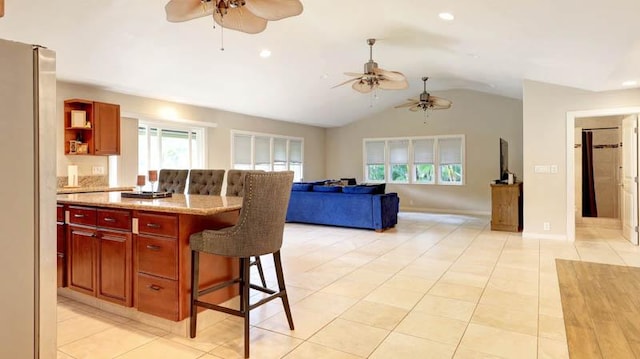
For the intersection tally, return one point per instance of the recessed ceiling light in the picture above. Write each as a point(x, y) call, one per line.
point(265, 53)
point(446, 16)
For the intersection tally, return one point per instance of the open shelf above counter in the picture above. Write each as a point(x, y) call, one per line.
point(91, 128)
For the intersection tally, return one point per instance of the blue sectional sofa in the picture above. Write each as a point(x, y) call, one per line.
point(359, 206)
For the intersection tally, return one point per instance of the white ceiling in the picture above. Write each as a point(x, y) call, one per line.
point(491, 46)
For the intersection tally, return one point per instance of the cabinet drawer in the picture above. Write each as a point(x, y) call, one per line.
point(114, 218)
point(158, 224)
point(82, 215)
point(157, 296)
point(59, 213)
point(157, 256)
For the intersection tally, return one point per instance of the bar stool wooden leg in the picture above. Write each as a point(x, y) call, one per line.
point(246, 274)
point(195, 260)
point(281, 286)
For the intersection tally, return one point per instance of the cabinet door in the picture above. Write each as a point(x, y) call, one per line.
point(61, 249)
point(106, 128)
point(114, 266)
point(81, 274)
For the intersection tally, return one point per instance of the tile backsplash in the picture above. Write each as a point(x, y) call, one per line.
point(85, 181)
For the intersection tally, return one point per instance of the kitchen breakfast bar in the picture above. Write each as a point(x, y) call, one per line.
point(135, 252)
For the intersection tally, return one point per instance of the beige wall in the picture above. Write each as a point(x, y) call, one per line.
point(481, 117)
point(545, 109)
point(218, 138)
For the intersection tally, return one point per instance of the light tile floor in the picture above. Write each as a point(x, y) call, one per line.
point(436, 286)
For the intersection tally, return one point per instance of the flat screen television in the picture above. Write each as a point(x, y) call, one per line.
point(504, 160)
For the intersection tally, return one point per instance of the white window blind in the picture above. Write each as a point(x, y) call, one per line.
point(279, 150)
point(242, 150)
point(295, 151)
point(399, 151)
point(423, 151)
point(450, 150)
point(263, 150)
point(375, 152)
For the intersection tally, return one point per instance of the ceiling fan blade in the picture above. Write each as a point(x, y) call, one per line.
point(439, 103)
point(242, 20)
point(274, 9)
point(346, 82)
point(390, 75)
point(408, 104)
point(183, 10)
point(393, 85)
point(362, 87)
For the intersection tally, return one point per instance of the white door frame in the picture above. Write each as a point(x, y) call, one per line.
point(570, 186)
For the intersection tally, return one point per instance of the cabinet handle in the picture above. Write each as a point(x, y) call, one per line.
point(86, 234)
point(112, 238)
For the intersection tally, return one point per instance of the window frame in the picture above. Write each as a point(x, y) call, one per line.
point(412, 165)
point(272, 162)
point(200, 147)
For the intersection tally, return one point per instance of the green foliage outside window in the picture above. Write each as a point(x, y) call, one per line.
point(375, 172)
point(451, 173)
point(425, 173)
point(400, 173)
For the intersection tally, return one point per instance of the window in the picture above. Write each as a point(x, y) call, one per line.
point(421, 160)
point(399, 161)
point(374, 169)
point(268, 153)
point(172, 146)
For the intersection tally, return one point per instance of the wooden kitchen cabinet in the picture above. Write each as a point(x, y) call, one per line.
point(506, 207)
point(99, 132)
point(100, 253)
point(61, 246)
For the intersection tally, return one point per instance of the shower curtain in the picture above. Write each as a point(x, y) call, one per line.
point(589, 208)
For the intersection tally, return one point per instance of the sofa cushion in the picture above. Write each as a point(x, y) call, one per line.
point(360, 189)
point(318, 188)
point(302, 186)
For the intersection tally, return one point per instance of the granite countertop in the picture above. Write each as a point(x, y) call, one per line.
point(92, 189)
point(178, 203)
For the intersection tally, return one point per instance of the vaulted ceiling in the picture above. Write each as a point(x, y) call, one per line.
point(490, 46)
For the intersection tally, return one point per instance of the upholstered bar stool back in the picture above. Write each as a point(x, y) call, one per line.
point(173, 181)
point(259, 231)
point(208, 182)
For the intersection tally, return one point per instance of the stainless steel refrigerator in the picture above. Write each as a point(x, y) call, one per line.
point(27, 201)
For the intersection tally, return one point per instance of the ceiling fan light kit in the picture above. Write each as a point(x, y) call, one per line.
point(374, 77)
point(426, 102)
point(248, 16)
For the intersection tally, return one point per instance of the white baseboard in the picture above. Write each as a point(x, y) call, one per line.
point(530, 235)
point(444, 210)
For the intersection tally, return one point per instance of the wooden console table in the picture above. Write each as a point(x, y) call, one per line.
point(506, 207)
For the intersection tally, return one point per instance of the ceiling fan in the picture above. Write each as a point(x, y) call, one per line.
point(426, 101)
point(375, 77)
point(250, 16)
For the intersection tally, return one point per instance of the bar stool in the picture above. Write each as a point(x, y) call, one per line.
point(174, 181)
point(235, 187)
point(207, 182)
point(259, 231)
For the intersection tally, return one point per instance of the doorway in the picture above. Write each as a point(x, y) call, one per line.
point(598, 177)
point(626, 176)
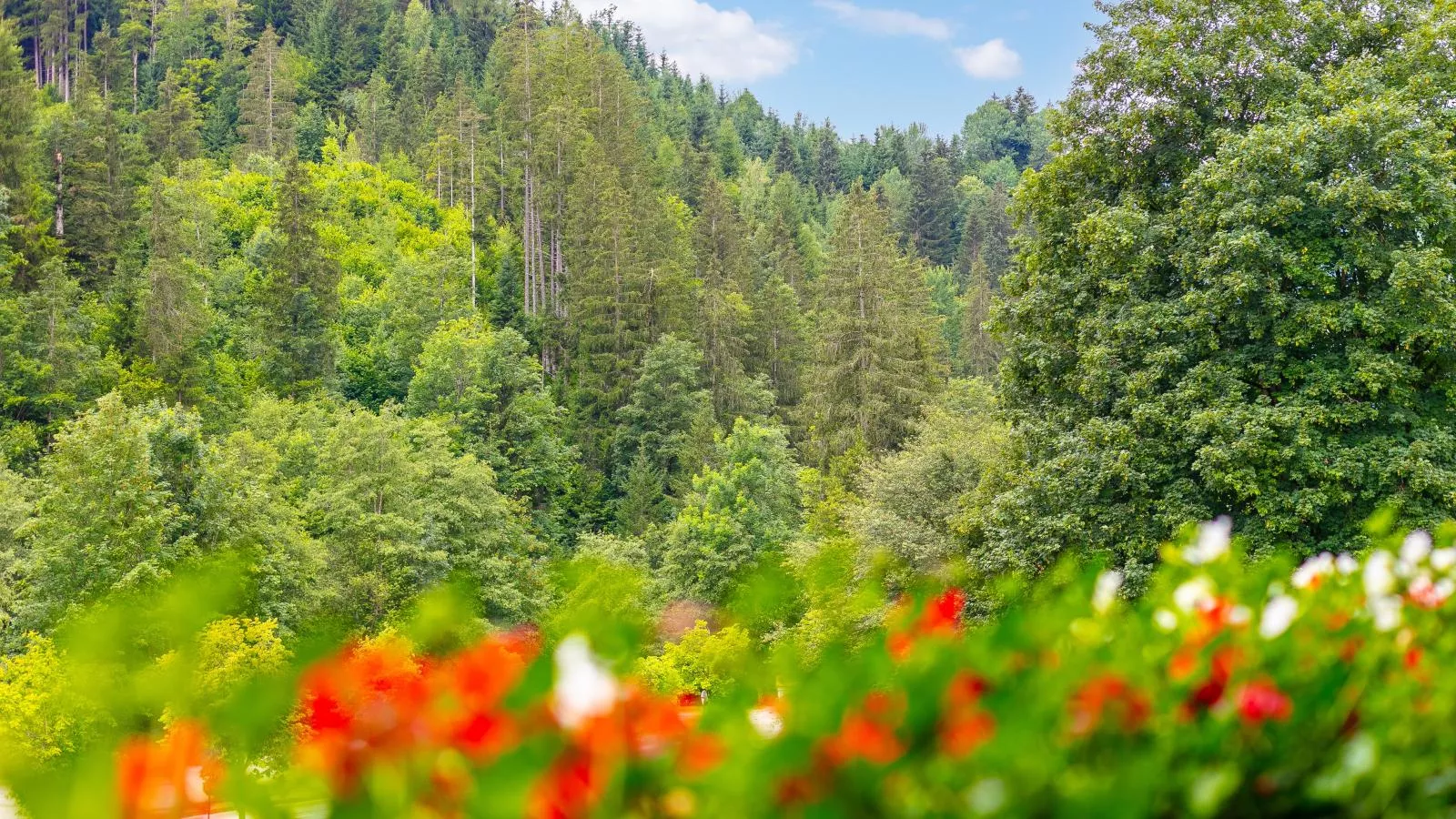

■ **REQUIRED WORK**
Restate every line above exactly, omitting images.

■ **OUTPUT**
For the intersection tally, return one point per instance of the recessed ceiling light in the picture above. Write each as a point(x, y) call, one per line.
point(265, 53)
point(446, 16)
For the intersection tally, return one point per instance of the open shelf above counter in the picture above. Write each as a point(x, y) call, one per line.
point(91, 128)
For the intersection tally, return one point per instance of the blue sectional sofa in the picture above. Write each as a point(x, y) call, one per line.
point(359, 206)
For the intersection tally, return one point per instance of the white ceiling in the picture above. Write each as a point(x, y) call, one per line.
point(491, 46)
For the intersection tally, return one point per instance of the cabinet drawer in the picture above. Write each as a point(x, y) call, one per line.
point(114, 218)
point(158, 224)
point(82, 215)
point(157, 296)
point(59, 213)
point(157, 256)
For the intersection tally, return one point per instance of the bar stool wooden leg in the picture above. Write each as a point(x, y) call, one per line.
point(246, 274)
point(195, 260)
point(281, 286)
For the intersection tally, return one point per instance of the cabinet door in the picture above. Write each as a point(x, y) call, one per line.
point(61, 249)
point(106, 128)
point(114, 266)
point(81, 274)
For the intersection tally, return one point per instance of the tile backsplash in the picture above. Write each as a point(x, y) call, one per line.
point(85, 181)
For the intersection tally, return one point per instance of the kitchen breakfast bar in the picture above. Write each as a point(x, y) call, one per line.
point(135, 252)
For the intersection tally, return one point per instance of the beige wall in the picture above. Write each as a point(x, y) call, one per line.
point(481, 117)
point(545, 109)
point(218, 138)
For the intersection tally, return one point per instance of the light tile floor in the picture above. Write each as a point(x, y) call, one per line.
point(436, 286)
For the intersection tally, return one point per instance of the flat screen television in the picture above. Write each as a point(x, y) call, one per line.
point(504, 160)
For the intersection tally, return one point per instance of the white window blind in the picture above. Write each as a point(x, y) call, one per line.
point(279, 150)
point(242, 150)
point(295, 151)
point(399, 151)
point(423, 151)
point(450, 150)
point(263, 150)
point(375, 152)
For the intersection tally, return one point per instance of the ceiling fan blade in the picture above. Write each as a point(x, y) call, one per line.
point(439, 103)
point(242, 20)
point(274, 9)
point(346, 82)
point(390, 75)
point(408, 104)
point(183, 10)
point(393, 85)
point(362, 87)
For the intersection tally, return one point per instance of the white door frame in the picture above. Write each as a point(x, y) call, one per line.
point(570, 186)
For the intersection tally, return one point per instance of the cabinet handle in the picture above. Write each as a point(x, y) call, one per line.
point(86, 234)
point(112, 238)
For the intersection tally, return one point per instance of the window frame in the picture above. Write each as a point(x, y) call, one per line.
point(412, 165)
point(272, 162)
point(200, 147)
For the intersection tally, return one point per instance of the green foliage outside window in the picture above. Write each as a point(x, y) call, one per line.
point(375, 172)
point(451, 173)
point(425, 173)
point(400, 173)
For the intersection tally, return one point per instance of the window in the picture above. Write each as a point(x, y) call, one per line.
point(421, 160)
point(399, 161)
point(374, 169)
point(268, 153)
point(172, 146)
For the intersection tally, return one point per instance of the wooden kitchen cabinet in the picture above. Write each as a point(x, y) call, one per line.
point(506, 207)
point(99, 132)
point(100, 253)
point(61, 246)
For the intersection tally, return one point per instance of the shower curtain in the picture above. Write each as a point(x, y) call, one per line.
point(589, 208)
For the intersection tally, return one point per instance of the sofa cushion in the picture above. Write each as a point(x, y) call, one per line.
point(360, 189)
point(318, 188)
point(302, 186)
For the intersection tally, return one point per instance of the granite countertop in the picture above. Write each as a point(x, y) call, one per line.
point(92, 189)
point(178, 203)
For the intersection tally, return one point per instance of the vaulted ceiling in the picture above. Write each as a point(x, y) call, one per line.
point(490, 46)
For the intersection tally, return one point per instance of the upholstered bar stool back in the picture above. Write each as a point(x, y) call, one per line.
point(173, 181)
point(259, 231)
point(208, 182)
For the intersection tally, return one point per instance of the stainless steel refrigerator in the picture above. Write each as a point(x, y) call, one per line.
point(27, 201)
For the intersection tally, return one point per instance of the ceiling fan light kit in the picture above. Write each as a point(x, y) call, one per line.
point(374, 77)
point(426, 102)
point(248, 16)
For the intersection tally, return one point per instance of the white baseboard in the picture above. Write each as a point(x, y) call, one per line.
point(530, 235)
point(444, 210)
For the intersection tally, return one point per instance of the wooden console table in the picture above. Write each as a point(x, y) call, one per line.
point(506, 207)
For the intersection tally, return one point per instance of the ceiling fan in the picture above. Write each as a point(x, y) call, one per line.
point(426, 101)
point(375, 77)
point(250, 16)
For the intersection tally, return one point per instance of the bar stool in the picture above. Write each as a point(x, y) call, one per line.
point(174, 181)
point(235, 187)
point(207, 182)
point(259, 231)
For the intersection tally, return one point per instance of the doorway in the picture above. Write each as a point(x, y) call, one per line.
point(598, 177)
point(626, 176)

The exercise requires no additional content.